#### TEXTO:
***

ESPECTáCULOS › “INCONSCIENTES”, CON LEONOR WATLING Y LUIS TOSAR

¿Peligró Freud en Barcelona?

 Por Horacio Bernades

En 1913, poco antes de publicar Totem y Tabú, Sigmund Freud estuvo a punto de ser asesinado en Barcelona. Eso es al menos a lo que juega Inconscientes, opus Nº 5 del catalán Joaquín Oristrell, que se especializa en comedias. Siguiendo la huella de Billy Wilder –que en España cuenta con tantos seguidores como Freud en la Argentina–, Oristrell aúna aquí la farsa sexual con la comedia detectivesca, les toma el pelo a las intrigas de culebrón, le suma datos de actualidad y pone tanto cuidado en el detalle de época como el viejo Billy en Irma la dulce o la mismísima La vida privada de Sherlock Holmes. Pero el resultado no está a la altura, por razones de diversa índole.

***

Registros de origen
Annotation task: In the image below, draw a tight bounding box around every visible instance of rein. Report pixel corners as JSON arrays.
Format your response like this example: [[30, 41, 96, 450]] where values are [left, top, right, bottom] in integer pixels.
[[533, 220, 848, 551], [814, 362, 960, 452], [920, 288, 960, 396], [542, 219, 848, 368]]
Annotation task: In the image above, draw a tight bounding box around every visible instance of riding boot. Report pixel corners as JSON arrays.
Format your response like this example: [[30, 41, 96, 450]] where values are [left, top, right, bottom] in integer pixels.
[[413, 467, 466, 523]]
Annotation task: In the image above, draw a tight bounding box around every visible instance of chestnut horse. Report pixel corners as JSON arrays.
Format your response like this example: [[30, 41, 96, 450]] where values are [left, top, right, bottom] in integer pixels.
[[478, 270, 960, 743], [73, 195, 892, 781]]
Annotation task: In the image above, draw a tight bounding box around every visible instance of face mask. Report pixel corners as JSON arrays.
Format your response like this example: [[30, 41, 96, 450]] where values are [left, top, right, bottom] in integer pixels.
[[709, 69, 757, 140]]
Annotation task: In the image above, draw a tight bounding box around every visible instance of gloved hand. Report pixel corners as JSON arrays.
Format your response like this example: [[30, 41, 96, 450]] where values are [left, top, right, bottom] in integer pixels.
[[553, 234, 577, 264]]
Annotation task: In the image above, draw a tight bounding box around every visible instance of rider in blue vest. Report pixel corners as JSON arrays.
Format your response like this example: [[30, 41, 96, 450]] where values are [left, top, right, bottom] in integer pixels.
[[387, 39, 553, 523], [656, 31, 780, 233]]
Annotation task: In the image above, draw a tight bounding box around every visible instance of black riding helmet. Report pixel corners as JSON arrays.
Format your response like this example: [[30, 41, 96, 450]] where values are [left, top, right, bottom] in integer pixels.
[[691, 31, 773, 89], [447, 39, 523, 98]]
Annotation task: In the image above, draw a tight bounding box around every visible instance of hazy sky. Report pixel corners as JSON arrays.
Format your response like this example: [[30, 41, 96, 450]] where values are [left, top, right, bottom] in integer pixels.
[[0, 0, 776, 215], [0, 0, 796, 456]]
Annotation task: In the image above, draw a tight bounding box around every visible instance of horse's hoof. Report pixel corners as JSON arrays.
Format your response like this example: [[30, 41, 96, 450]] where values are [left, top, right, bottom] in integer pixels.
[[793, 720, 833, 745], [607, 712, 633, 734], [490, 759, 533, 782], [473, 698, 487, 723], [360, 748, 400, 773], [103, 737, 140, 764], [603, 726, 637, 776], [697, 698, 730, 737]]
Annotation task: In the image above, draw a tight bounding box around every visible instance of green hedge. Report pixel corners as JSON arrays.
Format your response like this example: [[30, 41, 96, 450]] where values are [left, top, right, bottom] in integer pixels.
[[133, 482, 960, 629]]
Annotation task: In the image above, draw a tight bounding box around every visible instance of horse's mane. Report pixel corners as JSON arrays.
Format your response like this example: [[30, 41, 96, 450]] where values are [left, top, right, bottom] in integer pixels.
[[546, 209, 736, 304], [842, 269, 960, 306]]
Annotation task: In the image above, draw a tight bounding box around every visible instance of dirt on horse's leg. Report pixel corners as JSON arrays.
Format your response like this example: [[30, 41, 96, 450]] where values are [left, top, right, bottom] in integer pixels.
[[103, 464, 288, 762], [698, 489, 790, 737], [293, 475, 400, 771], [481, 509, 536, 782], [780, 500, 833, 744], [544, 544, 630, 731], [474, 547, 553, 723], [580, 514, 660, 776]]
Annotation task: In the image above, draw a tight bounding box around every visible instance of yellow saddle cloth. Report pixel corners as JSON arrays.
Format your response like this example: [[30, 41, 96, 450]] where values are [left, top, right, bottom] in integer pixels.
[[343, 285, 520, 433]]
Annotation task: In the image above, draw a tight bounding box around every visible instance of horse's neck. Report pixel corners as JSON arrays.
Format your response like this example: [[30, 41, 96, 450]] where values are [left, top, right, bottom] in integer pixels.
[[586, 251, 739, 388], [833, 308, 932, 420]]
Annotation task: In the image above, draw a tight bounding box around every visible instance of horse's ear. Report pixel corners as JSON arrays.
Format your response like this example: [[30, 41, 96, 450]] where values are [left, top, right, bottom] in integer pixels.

***

#### TAREAS PENDIENTES:
• a. Imprime el fragmento de la reseña que comienza en "Por Horacio Bernades" y termina en "de diversa índole.".
• b. Reporta cada línea de los registros que contenga la palabra "riding". Las mayúsculas y minúsculas cuentan.

#### RESULTADOS:
• a.
Por Horacio Bernades

En 1913, poco antes de publicar Totem y Tabú, Sigmund Freud estuvo a punto de ser asesinado en Barcelona. Eso es al menos a lo que juega Inconscientes, opus Nº 5 del catalán Joaquín Oristrell, que se especializa en comedias. Siguiendo la huella de Billy Wilder –que en España cuenta con tantos seguidores como Freud en la Argentina–, Oristrell aúna aquí la farsa sexual con la comedia detectivesca, les toma el pelo a las intrigas de culebrón, le suma datos de actualidad y pone tanto cuidado en el detalle de época como el viejo Billy en Irma la dulce o la mismísima La vida privada de Sherlock Holmes. Pero el resultado no está a la altura, por razones de diversa índole.

• b.
Annotation task: In the image above, draw a tight bounding box around every visible instance of riding boot. Report pixel corners as JSON arrays.
Annotation task: In the image above, draw a tight bounding box around every visible instance of black riding helmet. Report pixel corners as JSON arrays.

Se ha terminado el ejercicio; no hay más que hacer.